Aim:
Copy the listing below line for line, without changing a single character.
* Start Records supplied *
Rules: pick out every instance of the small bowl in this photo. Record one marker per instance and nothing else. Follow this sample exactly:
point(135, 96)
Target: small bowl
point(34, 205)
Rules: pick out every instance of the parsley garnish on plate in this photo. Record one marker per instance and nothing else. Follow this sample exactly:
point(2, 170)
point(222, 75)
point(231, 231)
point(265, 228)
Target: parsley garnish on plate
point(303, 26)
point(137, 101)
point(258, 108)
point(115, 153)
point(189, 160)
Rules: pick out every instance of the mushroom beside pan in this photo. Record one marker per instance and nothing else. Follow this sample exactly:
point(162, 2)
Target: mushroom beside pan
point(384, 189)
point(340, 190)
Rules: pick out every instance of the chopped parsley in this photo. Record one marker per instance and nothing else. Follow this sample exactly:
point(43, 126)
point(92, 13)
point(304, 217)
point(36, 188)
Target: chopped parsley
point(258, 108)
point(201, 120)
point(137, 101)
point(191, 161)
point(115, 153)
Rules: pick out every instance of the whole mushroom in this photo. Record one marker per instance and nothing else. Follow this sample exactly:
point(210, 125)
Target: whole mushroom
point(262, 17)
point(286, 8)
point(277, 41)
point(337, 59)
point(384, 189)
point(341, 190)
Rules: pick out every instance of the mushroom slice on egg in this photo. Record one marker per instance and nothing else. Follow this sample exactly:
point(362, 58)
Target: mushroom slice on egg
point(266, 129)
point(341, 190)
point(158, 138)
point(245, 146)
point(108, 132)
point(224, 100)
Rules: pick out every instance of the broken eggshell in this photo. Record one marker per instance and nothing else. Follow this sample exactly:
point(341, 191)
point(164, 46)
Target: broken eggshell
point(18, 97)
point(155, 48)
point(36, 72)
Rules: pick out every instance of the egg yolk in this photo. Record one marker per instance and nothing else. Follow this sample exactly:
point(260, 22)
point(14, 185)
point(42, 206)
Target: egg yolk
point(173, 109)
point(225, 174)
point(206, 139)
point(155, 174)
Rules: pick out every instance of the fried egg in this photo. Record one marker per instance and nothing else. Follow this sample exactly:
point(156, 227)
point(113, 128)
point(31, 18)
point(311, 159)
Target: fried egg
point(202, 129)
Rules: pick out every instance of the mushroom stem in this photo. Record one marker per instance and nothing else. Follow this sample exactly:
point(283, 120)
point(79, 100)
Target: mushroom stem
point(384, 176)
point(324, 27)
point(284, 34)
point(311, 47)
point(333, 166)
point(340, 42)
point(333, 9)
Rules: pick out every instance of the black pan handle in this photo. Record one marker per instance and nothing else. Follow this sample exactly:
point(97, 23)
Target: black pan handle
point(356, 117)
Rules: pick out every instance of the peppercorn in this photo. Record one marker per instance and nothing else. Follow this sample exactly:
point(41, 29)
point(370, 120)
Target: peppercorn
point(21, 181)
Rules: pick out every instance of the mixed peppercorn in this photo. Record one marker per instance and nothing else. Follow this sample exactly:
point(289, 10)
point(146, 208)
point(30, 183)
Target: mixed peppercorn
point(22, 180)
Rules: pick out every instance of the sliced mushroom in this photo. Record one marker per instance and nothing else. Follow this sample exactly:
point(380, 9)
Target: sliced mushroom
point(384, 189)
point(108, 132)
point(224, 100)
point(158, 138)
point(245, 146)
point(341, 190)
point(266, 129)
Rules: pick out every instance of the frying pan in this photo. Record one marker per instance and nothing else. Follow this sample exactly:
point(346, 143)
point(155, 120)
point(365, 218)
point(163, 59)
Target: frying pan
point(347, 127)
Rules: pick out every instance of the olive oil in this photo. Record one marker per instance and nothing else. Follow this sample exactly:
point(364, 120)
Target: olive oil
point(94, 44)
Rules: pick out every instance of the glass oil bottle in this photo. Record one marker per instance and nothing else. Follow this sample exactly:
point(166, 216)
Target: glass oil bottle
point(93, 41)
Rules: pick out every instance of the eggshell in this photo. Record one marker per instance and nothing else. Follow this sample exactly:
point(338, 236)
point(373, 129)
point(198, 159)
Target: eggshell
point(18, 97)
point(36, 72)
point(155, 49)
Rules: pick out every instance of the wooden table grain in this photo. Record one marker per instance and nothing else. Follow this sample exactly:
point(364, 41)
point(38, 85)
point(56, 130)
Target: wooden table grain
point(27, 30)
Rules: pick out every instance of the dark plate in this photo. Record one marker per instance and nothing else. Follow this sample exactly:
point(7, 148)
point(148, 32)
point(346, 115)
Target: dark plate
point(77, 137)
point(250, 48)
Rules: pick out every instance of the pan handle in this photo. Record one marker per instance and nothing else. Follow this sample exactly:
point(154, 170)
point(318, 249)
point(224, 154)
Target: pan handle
* End Records supplied *
Task output:
Rules: pick out every instance of the small bowl in this photo. Record one marker per instance and nothing else. Follow this sample exactly:
point(135, 96)
Target: small bowl
point(34, 205)
Rules: pick out every instance of the parsley garnish on plate in this photo. Record one marker per instance and nothing else. Follow this sample exactly:
point(2, 170)
point(222, 75)
point(231, 231)
point(265, 228)
Target: parsley garnish on plate
point(303, 26)
point(137, 101)
point(258, 108)
point(115, 153)
point(189, 160)
Rules: pick out every instance of the mushroom beside pan in this photo. Record one marker per instance and nothing else. Follow this sample exactly:
point(162, 2)
Target: mushroom beside pan
point(384, 189)
point(340, 190)
Rules: pick out every instance of the chopped parsley in this photo. Record one marker per instance and nothing else. Follow this sample exactly:
point(43, 126)
point(92, 13)
point(304, 217)
point(36, 188)
Target: chopped parsley
point(258, 108)
point(201, 120)
point(137, 101)
point(191, 161)
point(115, 153)
Rules: pick out every instance of the whole mushroom in this photo. Record one marker per instance and nothing else. Follow this sample exactly:
point(210, 125)
Target: whole mushroom
point(262, 17)
point(286, 8)
point(277, 41)
point(337, 59)
point(384, 189)
point(341, 190)
Rules: pick out every instance of the mushroom slice on egg in this photo. Record one marker per instance and nothing else. Follow this sample exactly:
point(362, 58)
Target: mushroom slice on egg
point(266, 129)
point(341, 190)
point(158, 138)
point(245, 146)
point(108, 132)
point(224, 100)
Rules: pick out every instance of the broken eggshell in this photo. Record one marker per instance and nothing else. Follow this sample exactly:
point(341, 191)
point(164, 46)
Target: broken eggshell
point(18, 97)
point(155, 48)
point(36, 72)
Rules: pick out every instance of the egg yolk in this photo. Record one marker per instance and nothing else. Follow this sample exactly:
point(260, 22)
point(14, 185)
point(42, 206)
Target: egg yolk
point(173, 109)
point(225, 174)
point(206, 139)
point(155, 174)
Rules: pick out every instance of the fried egg in this photo. Record one marker per instance and nothing else. Follow this sample exactly:
point(156, 227)
point(113, 128)
point(31, 18)
point(311, 159)
Target: fried egg
point(202, 129)
Rules: pick out every instance of the mushroom stem in this photo. Record one marker per instance and nothing else. Follow this sample exactly:
point(283, 120)
point(79, 100)
Target: mushroom stem
point(384, 176)
point(324, 27)
point(284, 34)
point(311, 47)
point(333, 166)
point(340, 42)
point(333, 9)
Rules: pick out every instance of the black pan handle in this photo. Record one marker per instance and nothing else. Follow this sample exactly:
point(97, 23)
Target: black pan handle
point(356, 117)
Rules: pick out every instance of the peppercorn in this photo. Record one marker per instance and nothing else. Follow this sample exactly:
point(41, 29)
point(370, 120)
Target: peppercorn
point(21, 181)
Rules: pick out every instance of the mixed peppercorn in this photo. Record one marker per instance and nothing else. Follow this sample exactly:
point(289, 10)
point(146, 208)
point(30, 183)
Target: mixed peppercorn
point(22, 180)
Rules: pick out every instance of the sliced mushroom in this photo. Record one marker per instance and nothing else. Follow this sample exactly:
point(380, 9)
Target: sliced mushroom
point(384, 189)
point(108, 132)
point(224, 100)
point(158, 138)
point(245, 146)
point(341, 190)
point(266, 129)
Rules: pick out every instance of the frying pan in this photo. Record one marker per instance and nothing else. Follow this sample exactly:
point(346, 143)
point(155, 120)
point(365, 218)
point(163, 59)
Target: frying pan
point(347, 127)
Rules: pick out every instance of the olive oil in this photo. Record one marker per instance and nothing else. Follow this sample exactly:
point(364, 120)
Target: olive oil
point(94, 44)
Rules: pick out every instance of the glass oil bottle in this photo. Record one marker per instance and nothing else. Follow this sample exactly:
point(166, 216)
Target: glass oil bottle
point(93, 41)
Rules: pick out every instance of the eggshell in this photo. Record one marker per instance and nothing else. Follow this sample exactly:
point(338, 236)
point(373, 129)
point(198, 159)
Target: eggshell
point(18, 97)
point(36, 72)
point(155, 49)
Rules: pick out every instance of the wooden table grain in this photo. Record one marker per instance and nothing else. Follow this sample exactly:
point(364, 41)
point(38, 85)
point(56, 130)
Target: wooden table grain
point(27, 30)
Rules: pick out every instance of the dark plate in this photo. Record one marker per instance and nothing else. Follow this sample exactly:
point(7, 148)
point(148, 32)
point(346, 115)
Target: dark plate
point(77, 137)
point(250, 48)
Rules: pick out every instance of the pan handle in this photo. Record one marker per instance and nothing else. Follow this sample exactly:
point(154, 170)
point(318, 249)
point(224, 154)
Target: pan handle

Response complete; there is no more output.